Nonfiction: Landrigan

Central Standard Time

Marissa Landrigan

 

This morning in Wisconsin I braid my hair, pulling the wet strands into French pigtails while he sits on the cigarette-burned sheets and watches Animal Planet. We aren’t staying put. We’re driving across the country, Kerouac pilgrims in our early twenties. His red Subaru wagon, with less than one thousand miles on its odometer, is packed so full—and the sticky mid-June heat is so penetrating—I can’t fathom climbing back in, sitting still for so long, as the exhaust pipe pumps blue smoke from the full-force air conditioner. He waits while I lounge on the cheap motel bed, letting my pale skin dotted with faint freckles dry off; he rolls his eyes and tries to tease me into moving faster. I laugh, knowing I am frustrating him, and tease him back, “You hate me today.” I haven’t even known him a full year yet.

An hour ago, when we took a shower together, the whole bathroom flooded—only about a half-inch of water—but we don’t want to spare any of the too-small hotel towels, so we’re leaving it that way. This is a shit motel anyway, with brown-edged holes burned straight through the sheets by someone else’s cigarette, and we’re not too pleased with Madison or Wisconsin in general. Last night, after eleven hours of driving, we tried to get a bottle of wine to go with the motel cable, only to discover that you can’t buy alcohol in this state after 9pm. It will take some time for us to get over this, because we have a habit of latching on to things and embracing our mutual hatred as an inside joke. For the rest of the summer, we curse the dairy state, shake our fists at how awful it is, blow raspberries at Wisconsin license plates.

RECORDS PROVIDED:

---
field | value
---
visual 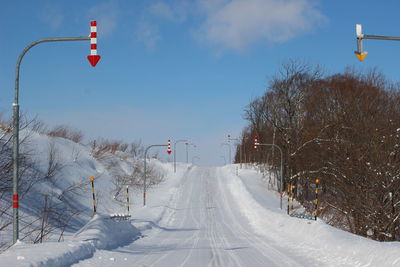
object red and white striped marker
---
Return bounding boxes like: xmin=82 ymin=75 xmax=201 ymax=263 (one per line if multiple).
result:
xmin=167 ymin=139 xmax=171 ymax=155
xmin=88 ymin=20 xmax=100 ymax=67
xmin=254 ymin=136 xmax=259 ymax=150
xmin=13 ymin=194 xmax=19 ymax=209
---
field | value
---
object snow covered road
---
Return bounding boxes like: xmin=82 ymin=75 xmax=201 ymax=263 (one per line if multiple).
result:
xmin=76 ymin=167 xmax=320 ymax=266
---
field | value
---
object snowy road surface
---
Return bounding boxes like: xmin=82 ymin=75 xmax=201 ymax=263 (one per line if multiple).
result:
xmin=0 ymin=164 xmax=400 ymax=267
xmin=76 ymin=167 xmax=321 ymax=266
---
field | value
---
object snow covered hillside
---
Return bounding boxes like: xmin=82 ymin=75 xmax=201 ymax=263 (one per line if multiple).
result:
xmin=0 ymin=129 xmax=170 ymax=250
xmin=0 ymin=158 xmax=400 ymax=266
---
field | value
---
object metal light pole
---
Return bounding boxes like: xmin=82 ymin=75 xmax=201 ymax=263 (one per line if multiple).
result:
xmin=257 ymin=143 xmax=283 ymax=209
xmin=174 ymin=140 xmax=187 ymax=173
xmin=354 ymin=24 xmax=400 ymax=61
xmin=221 ymin=143 xmax=232 ymax=164
xmin=12 ymin=30 xmax=100 ymax=243
xmin=220 ymin=156 xmax=226 ymax=165
xmin=228 ymin=135 xmax=242 ymax=168
xmin=143 ymin=145 xmax=168 ymax=206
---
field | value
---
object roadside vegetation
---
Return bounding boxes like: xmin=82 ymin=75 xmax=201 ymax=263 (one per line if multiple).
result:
xmin=235 ymin=61 xmax=400 ymax=241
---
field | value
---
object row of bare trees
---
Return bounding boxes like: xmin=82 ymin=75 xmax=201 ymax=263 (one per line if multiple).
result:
xmin=236 ymin=61 xmax=400 ymax=241
xmin=0 ymin=118 xmax=159 ymax=251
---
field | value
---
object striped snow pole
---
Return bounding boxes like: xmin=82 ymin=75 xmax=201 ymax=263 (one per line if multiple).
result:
xmin=314 ymin=179 xmax=319 ymax=220
xmin=287 ymin=184 xmax=291 ymax=214
xmin=90 ymin=20 xmax=97 ymax=56
xmin=167 ymin=139 xmax=171 ymax=155
xmin=254 ymin=136 xmax=259 ymax=150
xmin=292 ymin=185 xmax=296 ymax=210
xmin=90 ymin=177 xmax=96 ymax=216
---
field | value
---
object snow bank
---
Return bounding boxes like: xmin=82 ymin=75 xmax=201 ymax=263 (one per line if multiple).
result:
xmin=0 ymin=215 xmax=140 ymax=266
xmin=220 ymin=167 xmax=400 ymax=266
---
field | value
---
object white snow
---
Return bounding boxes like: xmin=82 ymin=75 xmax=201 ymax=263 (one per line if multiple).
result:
xmin=0 ymin=131 xmax=400 ymax=266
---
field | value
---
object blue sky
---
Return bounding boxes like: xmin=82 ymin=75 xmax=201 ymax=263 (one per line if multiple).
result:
xmin=0 ymin=0 xmax=400 ymax=165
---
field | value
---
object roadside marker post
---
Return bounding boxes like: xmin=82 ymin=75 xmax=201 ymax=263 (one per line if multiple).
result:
xmin=90 ymin=177 xmax=96 ymax=216
xmin=314 ymin=179 xmax=319 ymax=220
xmin=87 ymin=20 xmax=100 ymax=67
xmin=292 ymin=185 xmax=296 ymax=211
xmin=287 ymin=184 xmax=292 ymax=215
xmin=253 ymin=136 xmax=285 ymax=209
xmin=167 ymin=139 xmax=171 ymax=155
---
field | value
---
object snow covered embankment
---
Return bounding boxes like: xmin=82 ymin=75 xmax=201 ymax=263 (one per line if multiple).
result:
xmin=220 ymin=167 xmax=400 ymax=266
xmin=0 ymin=215 xmax=140 ymax=266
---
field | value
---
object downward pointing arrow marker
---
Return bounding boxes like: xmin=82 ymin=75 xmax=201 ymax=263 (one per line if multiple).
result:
xmin=88 ymin=20 xmax=100 ymax=67
xmin=88 ymin=55 xmax=100 ymax=67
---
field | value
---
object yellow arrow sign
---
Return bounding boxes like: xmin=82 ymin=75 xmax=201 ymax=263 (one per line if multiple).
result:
xmin=356 ymin=54 xmax=367 ymax=61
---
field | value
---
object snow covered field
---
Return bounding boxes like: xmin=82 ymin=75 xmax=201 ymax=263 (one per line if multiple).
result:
xmin=0 ymin=147 xmax=400 ymax=266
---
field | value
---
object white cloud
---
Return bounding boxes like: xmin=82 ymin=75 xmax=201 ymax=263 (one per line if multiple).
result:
xmin=135 ymin=21 xmax=161 ymax=50
xmin=40 ymin=6 xmax=64 ymax=30
xmin=148 ymin=0 xmax=189 ymax=22
xmin=88 ymin=1 xmax=119 ymax=36
xmin=197 ymin=0 xmax=326 ymax=51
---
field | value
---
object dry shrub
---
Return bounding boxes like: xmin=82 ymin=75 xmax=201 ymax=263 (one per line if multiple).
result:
xmin=47 ymin=125 xmax=83 ymax=143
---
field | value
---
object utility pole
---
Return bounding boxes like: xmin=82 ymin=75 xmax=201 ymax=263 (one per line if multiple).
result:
xmin=254 ymin=138 xmax=283 ymax=209
xmin=221 ymin=143 xmax=232 ymax=164
xmin=12 ymin=21 xmax=100 ymax=244
xmin=174 ymin=139 xmax=187 ymax=173
xmin=228 ymin=134 xmax=242 ymax=168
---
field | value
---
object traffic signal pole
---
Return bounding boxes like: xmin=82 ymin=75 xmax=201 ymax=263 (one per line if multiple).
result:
xmin=354 ymin=24 xmax=400 ymax=61
xmin=12 ymin=21 xmax=100 ymax=244
xmin=143 ymin=145 xmax=168 ymax=206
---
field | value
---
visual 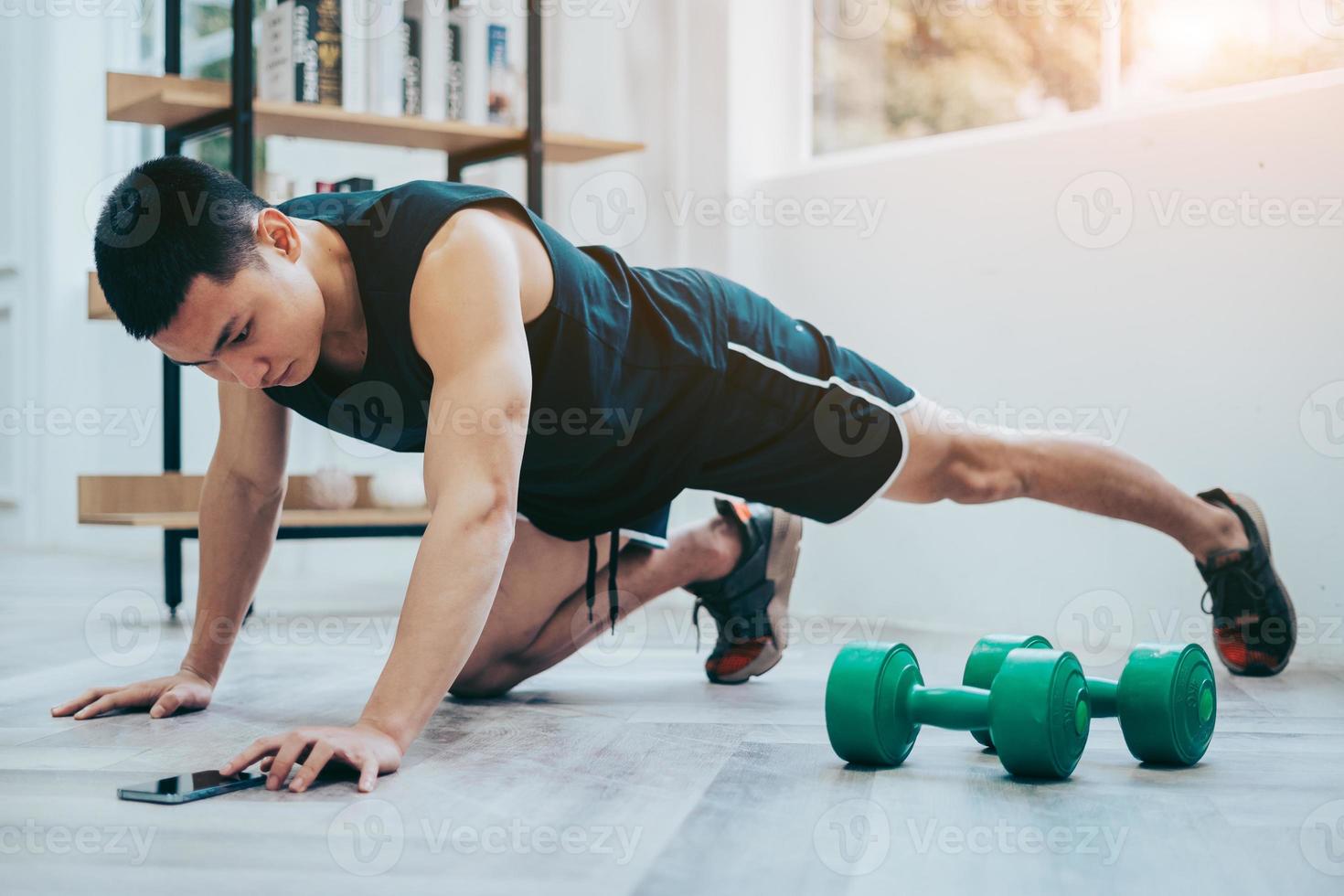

THE TASK:
Decide whether each statement agrees with the essay "Central Standard Time," and answer yes or no for each, quoting the deciding words of the essay: (a) The couple plans to remain in Madison for several days. (b) The red Subaru wagon has fewer than one thousand miles on its odometer. (c) After the bathroom floods, they use the hotel towels to soak up the water. The data play no part in this.

CORRECT OUTPUT:
(a) No: "We aren’t staying put."
(b) Yes: "with less than one thousand miles on its odometer"
(c) No: "we don’t want to spare any of the too-small hotel towels, so we’re leaving it that way"